▸ **Your goal**
Rewrite every item below, substituting "occurrence" for each occurrence of "instance" and keeping everything else unchanged.

▸ **Record excerpts**

********************

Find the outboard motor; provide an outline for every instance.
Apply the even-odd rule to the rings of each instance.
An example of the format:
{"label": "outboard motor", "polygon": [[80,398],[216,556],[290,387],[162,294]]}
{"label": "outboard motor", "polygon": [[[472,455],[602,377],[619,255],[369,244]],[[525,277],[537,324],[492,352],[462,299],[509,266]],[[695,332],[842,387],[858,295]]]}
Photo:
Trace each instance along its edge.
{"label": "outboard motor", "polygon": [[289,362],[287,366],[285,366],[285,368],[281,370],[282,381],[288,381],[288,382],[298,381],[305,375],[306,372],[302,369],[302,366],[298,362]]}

********************

▸ **Result of the exercise**
Find the outboard motor; provide an outline for every occurrence.
Apply the even-odd rule to the rings of each occurrence.
An example of the format:
{"label": "outboard motor", "polygon": [[80,398],[216,556],[290,387],[162,294]]}
{"label": "outboard motor", "polygon": [[[472,455],[602,377],[619,255],[369,244]],[[525,277],[537,324],[492,352],[462,299],[509,266]],[[695,332],[842,387],[858,295]]]}
Photo:
Trace each occurrence along its edge.
{"label": "outboard motor", "polygon": [[289,362],[287,366],[285,366],[285,368],[281,370],[282,381],[288,381],[288,382],[298,381],[305,375],[306,372],[302,369],[302,366],[298,362]]}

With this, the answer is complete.